Supplied material:
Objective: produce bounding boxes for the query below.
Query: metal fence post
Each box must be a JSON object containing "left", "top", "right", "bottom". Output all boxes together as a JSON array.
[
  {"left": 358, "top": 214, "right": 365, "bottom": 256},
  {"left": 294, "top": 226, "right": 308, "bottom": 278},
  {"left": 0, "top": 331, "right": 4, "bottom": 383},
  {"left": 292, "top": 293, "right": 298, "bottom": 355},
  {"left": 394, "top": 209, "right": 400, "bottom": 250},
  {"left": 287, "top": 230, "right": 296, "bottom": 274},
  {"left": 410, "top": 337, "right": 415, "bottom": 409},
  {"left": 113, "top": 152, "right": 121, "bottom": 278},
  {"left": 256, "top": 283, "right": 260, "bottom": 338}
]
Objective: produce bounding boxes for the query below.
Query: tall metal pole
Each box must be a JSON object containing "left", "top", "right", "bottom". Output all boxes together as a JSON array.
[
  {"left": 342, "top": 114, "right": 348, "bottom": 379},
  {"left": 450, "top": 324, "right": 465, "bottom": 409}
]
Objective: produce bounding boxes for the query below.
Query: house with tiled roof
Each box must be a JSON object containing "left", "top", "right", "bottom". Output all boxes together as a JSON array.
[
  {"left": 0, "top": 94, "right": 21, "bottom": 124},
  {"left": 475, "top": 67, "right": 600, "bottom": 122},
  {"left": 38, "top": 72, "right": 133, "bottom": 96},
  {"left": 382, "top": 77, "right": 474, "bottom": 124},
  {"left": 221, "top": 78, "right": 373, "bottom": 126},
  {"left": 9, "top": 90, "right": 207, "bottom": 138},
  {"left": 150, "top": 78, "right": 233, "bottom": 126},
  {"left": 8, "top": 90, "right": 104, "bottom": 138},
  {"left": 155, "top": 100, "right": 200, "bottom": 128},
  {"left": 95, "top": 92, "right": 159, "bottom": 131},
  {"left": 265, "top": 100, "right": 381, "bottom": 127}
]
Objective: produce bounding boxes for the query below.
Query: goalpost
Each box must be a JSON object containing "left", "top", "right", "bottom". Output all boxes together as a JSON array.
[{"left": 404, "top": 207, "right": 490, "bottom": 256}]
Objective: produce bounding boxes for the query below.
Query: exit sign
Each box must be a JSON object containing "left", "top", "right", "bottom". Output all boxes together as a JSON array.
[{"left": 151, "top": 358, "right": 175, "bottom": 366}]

Set exercise: Reproduce the entries above exactly.

Result below:
Objective: produce bounding boxes for the query below.
Query: metal fence post
Each box must be a JSON object containing "left", "top", "right", "bottom". Output all boxes together as a JSON array.
[
  {"left": 358, "top": 214, "right": 365, "bottom": 256},
  {"left": 294, "top": 226, "right": 308, "bottom": 278},
  {"left": 0, "top": 331, "right": 4, "bottom": 383},
  {"left": 292, "top": 293, "right": 298, "bottom": 355},
  {"left": 394, "top": 209, "right": 400, "bottom": 250},
  {"left": 287, "top": 230, "right": 296, "bottom": 274},
  {"left": 410, "top": 337, "right": 415, "bottom": 409},
  {"left": 113, "top": 152, "right": 121, "bottom": 278},
  {"left": 256, "top": 283, "right": 260, "bottom": 338}
]
Objective: produce bounding boxes for the query below.
Query: tall metal pole
Each box must be a JSON object containing "left", "top", "right", "bottom". Output all boxes together as a JSON array.
[
  {"left": 342, "top": 114, "right": 348, "bottom": 379},
  {"left": 450, "top": 324, "right": 465, "bottom": 409}
]
Objective: produce bounding boxes for the query below.
Query: house with tiled roof
Each box must be a JSON object containing "left", "top", "right", "bottom". Output all boxes together as a JSON array.
[
  {"left": 0, "top": 94, "right": 21, "bottom": 124},
  {"left": 475, "top": 67, "right": 600, "bottom": 122},
  {"left": 38, "top": 72, "right": 133, "bottom": 96},
  {"left": 382, "top": 77, "right": 474, "bottom": 124},
  {"left": 221, "top": 78, "right": 373, "bottom": 126},
  {"left": 9, "top": 90, "right": 207, "bottom": 138},
  {"left": 150, "top": 78, "right": 233, "bottom": 126},
  {"left": 8, "top": 90, "right": 104, "bottom": 138},
  {"left": 155, "top": 100, "right": 200, "bottom": 128},
  {"left": 95, "top": 92, "right": 159, "bottom": 131},
  {"left": 265, "top": 100, "right": 381, "bottom": 127}
]
Objective: produce bounding boxes for the query below.
Query: goalpost
Each box must be a JSON object containing "left", "top", "right", "bottom". Output all boxes together as a JSON array.
[{"left": 404, "top": 207, "right": 490, "bottom": 256}]
Objective: produce bounding boxes for the query below.
Query: exit sign
Each box must be a JSON object containing "left", "top", "right", "bottom". Output all boxes together as a JSON array.
[{"left": 151, "top": 358, "right": 175, "bottom": 366}]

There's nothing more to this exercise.